## GIVEN EXERCISE
Copy every one of the items below word for word, keeping each line as it appears.

## MATERIALS PROVIDED
__________

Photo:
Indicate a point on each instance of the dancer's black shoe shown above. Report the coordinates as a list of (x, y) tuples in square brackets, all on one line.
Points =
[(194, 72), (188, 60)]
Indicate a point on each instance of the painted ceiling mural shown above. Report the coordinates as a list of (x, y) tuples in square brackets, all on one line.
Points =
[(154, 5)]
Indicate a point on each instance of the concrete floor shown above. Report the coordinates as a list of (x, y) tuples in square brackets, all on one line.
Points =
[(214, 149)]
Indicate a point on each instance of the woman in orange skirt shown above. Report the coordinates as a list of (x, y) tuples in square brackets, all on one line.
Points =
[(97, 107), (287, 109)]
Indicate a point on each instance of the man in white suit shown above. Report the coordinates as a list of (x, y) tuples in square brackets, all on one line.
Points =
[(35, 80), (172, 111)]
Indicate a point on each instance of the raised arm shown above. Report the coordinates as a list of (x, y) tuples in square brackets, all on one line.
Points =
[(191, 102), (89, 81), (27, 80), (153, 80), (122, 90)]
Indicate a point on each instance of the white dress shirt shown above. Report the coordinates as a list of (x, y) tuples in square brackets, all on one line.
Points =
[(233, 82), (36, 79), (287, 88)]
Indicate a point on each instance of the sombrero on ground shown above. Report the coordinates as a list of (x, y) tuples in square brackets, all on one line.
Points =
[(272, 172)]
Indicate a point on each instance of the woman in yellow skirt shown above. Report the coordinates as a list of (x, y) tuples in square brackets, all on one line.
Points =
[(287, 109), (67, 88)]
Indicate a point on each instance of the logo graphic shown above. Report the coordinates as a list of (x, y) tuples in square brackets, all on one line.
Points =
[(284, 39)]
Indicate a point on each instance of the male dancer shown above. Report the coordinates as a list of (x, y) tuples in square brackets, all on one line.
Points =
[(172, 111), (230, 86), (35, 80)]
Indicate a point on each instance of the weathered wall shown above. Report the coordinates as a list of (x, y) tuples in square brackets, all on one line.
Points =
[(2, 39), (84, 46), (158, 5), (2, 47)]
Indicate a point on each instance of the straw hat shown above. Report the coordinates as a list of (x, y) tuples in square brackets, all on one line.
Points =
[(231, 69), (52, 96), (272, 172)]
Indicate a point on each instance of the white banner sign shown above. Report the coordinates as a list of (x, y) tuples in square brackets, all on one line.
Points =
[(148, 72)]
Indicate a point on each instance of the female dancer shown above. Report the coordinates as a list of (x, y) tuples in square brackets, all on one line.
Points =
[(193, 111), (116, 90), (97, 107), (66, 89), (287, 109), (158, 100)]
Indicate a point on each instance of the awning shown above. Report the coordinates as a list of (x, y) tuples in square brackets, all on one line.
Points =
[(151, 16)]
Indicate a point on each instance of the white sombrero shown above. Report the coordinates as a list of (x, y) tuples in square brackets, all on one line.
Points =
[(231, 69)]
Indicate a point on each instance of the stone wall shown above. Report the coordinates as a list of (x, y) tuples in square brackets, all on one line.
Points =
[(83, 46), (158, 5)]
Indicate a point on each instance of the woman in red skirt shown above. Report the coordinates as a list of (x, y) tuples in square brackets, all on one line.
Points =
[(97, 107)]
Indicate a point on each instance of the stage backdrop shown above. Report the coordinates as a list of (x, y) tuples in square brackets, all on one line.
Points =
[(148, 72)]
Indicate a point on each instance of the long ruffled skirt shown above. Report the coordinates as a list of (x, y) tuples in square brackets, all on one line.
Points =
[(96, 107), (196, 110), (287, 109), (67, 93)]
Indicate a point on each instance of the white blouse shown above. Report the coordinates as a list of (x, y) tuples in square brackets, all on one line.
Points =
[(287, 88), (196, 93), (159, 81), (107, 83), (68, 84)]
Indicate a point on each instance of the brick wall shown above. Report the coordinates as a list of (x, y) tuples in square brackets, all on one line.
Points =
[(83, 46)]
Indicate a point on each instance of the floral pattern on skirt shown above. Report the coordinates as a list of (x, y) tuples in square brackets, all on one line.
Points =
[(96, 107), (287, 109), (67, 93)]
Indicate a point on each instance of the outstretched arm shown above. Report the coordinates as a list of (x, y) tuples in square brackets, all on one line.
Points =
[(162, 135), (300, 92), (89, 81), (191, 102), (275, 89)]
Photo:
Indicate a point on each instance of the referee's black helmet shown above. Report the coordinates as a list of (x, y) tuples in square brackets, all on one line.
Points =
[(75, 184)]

__________

## FINISHED EXERCISE
Photo:
Indicate a point on each instance of the dancer's black shoe shown above. Report the coordinates as a list of (x, y) tuples in square brackets, all on one line.
Points =
[(194, 72), (188, 60)]
Indicate a point on each instance of the painted ceiling mural shown above. Report the coordinates as a list of (x, y) tuples in square brackets, all on one line.
Points =
[(154, 5)]
Indicate a point on each instance of the concrete floor shown above. Report the coordinates as a list of (x, y) tuples in square brackets, all on one line.
Points =
[(214, 149)]
Indicate a point on each instance of the woman in orange skirt shown above. Report the coordinates as a list of (x, y) tuples in square brackets, all on one line.
Points =
[(97, 107), (287, 109)]
Indicate a point on each instance of the man in white suit shown above. Report the coordinates as a list of (x, y) tuples in square brackets, all on one line.
Points =
[(35, 80), (172, 111)]
Indicate a point on each instance of the raised arm shown above. Report the coordinates as a list of (x, y) tuples in square brackets, all on one line.
Points =
[(191, 102), (89, 81), (27, 80), (153, 80), (122, 90)]
Indicate a point on each instance of the white dress shirt shown above. Report the coordinates as a list of (x, y) tuples in square brackets, all on one line.
Points =
[(233, 82), (36, 79), (287, 88)]
Indicate a point on each instance of the sombrero on ground shown above. Report the coordinates as a list of (x, y) tuples in square brackets, all on one line.
Points =
[(272, 172)]
Indicate a point on each instance of the woman in yellow skirt shown above. Report the coordinates as a list of (x, y) tuples in square brackets, all on one line.
Points =
[(287, 109), (67, 88)]
Indicate a point on each instance of the logo graphic shown above. Report the coordinates as a list of (x, y) tuples in square brackets, all on one line.
Points =
[(284, 39)]
Indicate a point on each instance of the male dancer shown above. Report the coordinates as a list of (x, y) tuples in square brackets, all on one line.
Points =
[(172, 111), (230, 86), (35, 80)]
Indicate a point on each instance of the weathered wall shown above. Report the coordinates as a list of (x, y) tuples in square brackets, all on one line.
Points =
[(2, 39), (84, 46), (158, 5), (2, 47)]
Indicate a point on each instance of the straw hat shown above. Report the coordinates as a list of (x, y) tuples in square brackets, all on one line.
Points =
[(231, 69), (52, 96), (272, 172)]
Indicate a point on each instance of the white banner sign shown above. Report the coordinates as a list of (x, y) tuples in square brackets, all on one line.
Points =
[(148, 72)]
Indicate a point on each instance of the female dancer shown above. Report the coordinates as a list of (x, y) tuples in square brackets, all on one line.
Points =
[(193, 111), (116, 90), (97, 107), (66, 89), (287, 109), (158, 100)]
Indicate a point on each instance of the awning shown above. Report the coordinates as a list of (x, y) tuples in square brackets, all on one line.
Points =
[(151, 16)]
Indicate a point on each instance of the white sombrero shown above. Report the coordinates as a list of (x, y) tuples in square brackets, all on one line.
Points =
[(231, 69)]
Indicate a point on each instance of the stone wall shown above. Report the coordinates as a list of (x, y) tuples in square brackets, all on one line.
Points =
[(83, 46), (158, 5)]
Indicate a point on each instance of the woman in red skirt shown above. Report the coordinates as a list of (x, y) tuples in square brackets, all on one line.
Points =
[(97, 107)]
Indicate a point on each instance of the stage backdrop shown above. Report the coordinates as a list of (x, y) tuples in square brackets, all on one line.
Points =
[(148, 72)]
Indicate a point on each instance of the long ruffled skirt shown above. Report the coordinates as a list of (x, y) tuples in square brackets, all on one line.
Points =
[(96, 107), (196, 110), (287, 109), (67, 93)]
Indicate a point on each instance of the white blouse shown above. Report the coordinates as a list of (x, y) tuples in square brackets, all on one line.
Points =
[(287, 88), (196, 93), (159, 81), (107, 83), (68, 84)]
Indicate a point on each instance of the brick wall shown above. Report the coordinates as a list of (x, y) tuples in square brackets, all on one line.
Points =
[(83, 46)]
Indicate a point on each instance of the floral pattern on skirt shown above. Report the coordinates as a list of (x, y) tuples in square brackets, all on one line.
Points =
[(96, 107), (287, 109), (67, 93)]
Indicate a point on each instance of the outstretched arm shown above. Report the coordinates as a list of (x, y) tuples in square brackets, all on one line.
Points =
[(162, 135), (300, 92), (89, 81), (191, 102), (275, 89)]
Photo:
Indicate a point on each instance of the referee's black helmet shown above. Report the coordinates as a list of (x, y) tuples in square brackets, all on one line.
Points =
[(75, 184)]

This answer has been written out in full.